- What you should do -
Render every line of the records below as a Markdown table with two columns, Number and Line, giving each row its number and leaving out blank lines.
BEGIN
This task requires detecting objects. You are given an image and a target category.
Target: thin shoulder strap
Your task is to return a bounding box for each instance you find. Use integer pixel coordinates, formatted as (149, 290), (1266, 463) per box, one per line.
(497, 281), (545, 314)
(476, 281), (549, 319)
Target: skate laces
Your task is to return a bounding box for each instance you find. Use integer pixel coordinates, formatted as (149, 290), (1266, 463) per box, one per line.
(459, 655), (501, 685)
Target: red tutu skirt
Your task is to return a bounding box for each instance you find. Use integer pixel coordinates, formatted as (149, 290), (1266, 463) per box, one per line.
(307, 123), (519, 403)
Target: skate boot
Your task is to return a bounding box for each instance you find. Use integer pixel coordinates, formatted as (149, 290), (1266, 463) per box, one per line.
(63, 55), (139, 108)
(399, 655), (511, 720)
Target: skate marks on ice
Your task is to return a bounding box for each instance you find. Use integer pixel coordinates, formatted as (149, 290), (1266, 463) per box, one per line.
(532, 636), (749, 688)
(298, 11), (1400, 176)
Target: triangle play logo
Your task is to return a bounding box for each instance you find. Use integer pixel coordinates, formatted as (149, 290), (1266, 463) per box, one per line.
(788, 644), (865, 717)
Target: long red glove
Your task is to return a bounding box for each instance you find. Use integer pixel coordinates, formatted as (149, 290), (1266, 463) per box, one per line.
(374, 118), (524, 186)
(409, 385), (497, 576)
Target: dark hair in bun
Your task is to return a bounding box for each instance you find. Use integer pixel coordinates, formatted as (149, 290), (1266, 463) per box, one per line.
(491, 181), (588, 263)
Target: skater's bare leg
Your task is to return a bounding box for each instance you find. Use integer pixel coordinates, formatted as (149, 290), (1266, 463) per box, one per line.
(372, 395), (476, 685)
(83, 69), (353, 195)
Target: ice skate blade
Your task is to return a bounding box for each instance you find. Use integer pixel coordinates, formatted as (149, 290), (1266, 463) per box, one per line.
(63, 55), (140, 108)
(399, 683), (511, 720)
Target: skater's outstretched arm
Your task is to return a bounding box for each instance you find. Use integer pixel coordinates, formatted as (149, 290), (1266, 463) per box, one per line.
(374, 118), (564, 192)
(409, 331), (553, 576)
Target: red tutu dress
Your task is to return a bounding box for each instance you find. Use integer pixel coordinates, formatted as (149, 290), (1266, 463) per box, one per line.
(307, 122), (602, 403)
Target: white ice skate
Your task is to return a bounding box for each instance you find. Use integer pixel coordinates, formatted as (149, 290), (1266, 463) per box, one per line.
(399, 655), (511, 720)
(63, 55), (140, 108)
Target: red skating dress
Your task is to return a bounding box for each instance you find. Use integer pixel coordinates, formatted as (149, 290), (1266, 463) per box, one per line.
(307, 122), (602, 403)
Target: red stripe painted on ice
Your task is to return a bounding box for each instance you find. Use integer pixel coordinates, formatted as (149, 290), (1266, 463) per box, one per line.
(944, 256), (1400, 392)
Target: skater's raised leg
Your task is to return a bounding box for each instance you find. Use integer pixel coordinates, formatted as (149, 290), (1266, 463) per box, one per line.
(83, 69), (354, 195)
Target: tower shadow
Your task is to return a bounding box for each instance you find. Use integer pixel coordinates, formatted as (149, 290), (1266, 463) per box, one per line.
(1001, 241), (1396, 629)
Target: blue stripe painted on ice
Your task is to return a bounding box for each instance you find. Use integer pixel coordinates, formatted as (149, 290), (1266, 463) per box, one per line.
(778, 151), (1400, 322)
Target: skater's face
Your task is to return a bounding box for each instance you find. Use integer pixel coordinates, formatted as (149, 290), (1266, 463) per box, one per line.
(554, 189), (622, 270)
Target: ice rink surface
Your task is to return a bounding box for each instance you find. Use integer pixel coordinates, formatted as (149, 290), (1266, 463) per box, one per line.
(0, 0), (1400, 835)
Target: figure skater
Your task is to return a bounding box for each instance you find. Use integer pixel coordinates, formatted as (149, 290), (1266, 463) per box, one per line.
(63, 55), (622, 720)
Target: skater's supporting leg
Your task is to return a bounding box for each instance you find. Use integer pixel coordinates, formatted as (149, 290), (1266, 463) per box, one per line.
END
- Answer to this exercise -
| Number | Line |
|---|---|
| 1 | This task requires detecting objects. You are given an image and a target category. |
| 2 | Target: thin shoulder strap |
| 3 | Your task is to return a bounding box for each instance you find. Use integer pixel coordinates, formatted as (149, 290), (1266, 463) per box, one per line. |
| 4 | (497, 281), (545, 314) |
| 5 | (476, 281), (549, 319) |
| 6 | Target: skate laces |
| 7 | Your task is to return a bounding box for each instance you find. Use integer pixel coordinates, formatted as (149, 290), (1266, 463) per box, one per line. |
| 8 | (459, 655), (501, 685) |
| 9 | Target: red tutu skirt |
| 10 | Your task is to return a bounding box for each instance you find. Use integer pixel coordinates, formatted as (149, 290), (1266, 463) per box, one per line. |
| 11 | (307, 123), (519, 403) |
| 12 | Target: skate boot |
| 13 | Your task is to return a bounding box for each instance you find. Use integer pixel coordinates, formatted as (149, 290), (1266, 463) per box, one per line. |
| 14 | (63, 55), (139, 108) |
| 15 | (399, 655), (511, 720) |
| 16 | Target: skate marks on ice |
| 17 | Your task is to return a bounding box for each instance you find. Use integer pixel coordinates, formatted as (149, 290), (1266, 463) per box, one per line. |
| 18 | (532, 636), (749, 688) |
| 19 | (298, 11), (1400, 176) |
| 20 | Target: triangle play logo |
| 21 | Your task is to return a bounding box for each instance you find. Use integer pixel coordinates, formatted as (149, 290), (1266, 463) per box, one per line. |
| 22 | (788, 644), (865, 717) |
| 23 | Target: long red glove |
| 24 | Your task is to return a bounding box for each instance you find. Use integer pixel coordinates, formatted as (149, 290), (1266, 463) per box, one per line. |
| 25 | (374, 118), (524, 186) |
| 26 | (409, 385), (497, 576) |
| 27 | Target: dark hair in bun |
| 28 | Your task is to return a bounding box for each instance you find. Use integer pixel coordinates, formatted as (149, 290), (1266, 463) per box, one per line. |
| 29 | (491, 181), (588, 263) |
| 30 | Target: skater's bare leg |
| 31 | Your task is to return a bounding box for each instance you find. Use integer pixel coordinates, formatted as (149, 290), (1266, 463) per box, one per line. |
| 32 | (372, 395), (476, 685) |
| 33 | (83, 69), (353, 195) |
| 34 | Target: ice skate blade |
| 35 | Your task is to return a bounding box for each instance you find. Use integer pixel coordinates, formatted as (149, 290), (1266, 463) per box, one per line. |
| 36 | (63, 55), (140, 108) |
| 37 | (399, 683), (511, 720) |
| 38 | Target: skater's outstretched arm |
| 39 | Your task is to return a bounding box for each instance you find. Use integer pixel coordinates, formatted as (149, 290), (1266, 463) per box, one per line. |
| 40 | (374, 118), (564, 192) |
| 41 | (409, 331), (553, 576) |
| 42 | Target: red tutu dress |
| 43 | Your task is to return a bounding box for each instance you find. Use integer pixel coordinates, formatted as (149, 290), (1266, 463) per box, one per line. |
| 44 | (307, 122), (602, 403) |
| 45 | Target: white ice skate |
| 46 | Your task is to return a bounding box for each instance you find. Use integer pixel coordinates, formatted as (149, 290), (1266, 463) per box, one per line. |
| 47 | (399, 655), (511, 720) |
| 48 | (63, 55), (140, 108) |
| 49 | Target: red skating dress |
| 50 | Your task is to return a bounding box for each instance you find. Use integer pixel coordinates, formatted as (149, 290), (1266, 463) per box, one per line. |
| 51 | (307, 122), (602, 403) |
| 52 | Target: red stripe painted on ice |
| 53 | Your task is to return a bounding box for each instance you find. Use integer pixel coordinates, formatted as (149, 290), (1266, 463) per box, one per line. |
| 54 | (944, 256), (1400, 392) |
| 55 | Target: skater's raised leg |
| 56 | Your task is to return a bounding box for each instance you find. Use integer pixel coordinates, formatted as (149, 290), (1266, 463) per box, one per line. |
| 57 | (83, 69), (354, 195) |
| 58 | Target: tower shadow |
| 59 | Your task is to return a bounding box for each instance you find. Use integer pixel coordinates, formatted as (149, 290), (1266, 463) per box, one per line. |
| 60 | (1001, 241), (1396, 629) |
| 61 | Target: blue stripe painted on ice |
| 62 | Your task is to return a bounding box for each instance you find. Use integer pixel coordinates, formatted as (149, 290), (1266, 463) per box, one per line. |
| 63 | (778, 151), (1400, 322) |
| 64 | Target: skater's face |
| 65 | Your task is to return a bounding box for each instance you find. Use integer pixel coordinates, formatted as (149, 290), (1266, 463) per box, one per line. |
| 66 | (554, 189), (622, 270) |
| 67 | Target: ice rink surface |
| 68 | Your task is to return a bounding box for each instance you find. Use integer pixel coordinates, formatted as (149, 290), (1266, 463) per box, one per line. |
| 69 | (0, 0), (1400, 835) |
| 70 | Target: figure skater |
| 71 | Your task is to return a bounding box for each instance you find. Use integer pixel coordinates, formatted as (149, 290), (1266, 463) per box, one per line. |
| 72 | (63, 55), (622, 720) |
| 73 | Target: skater's supporting leg |
| 74 | Your task is to return a bounding box for each instance you find. Use integer pixel coordinates, formatted as (149, 290), (1266, 463) per box, one per line. |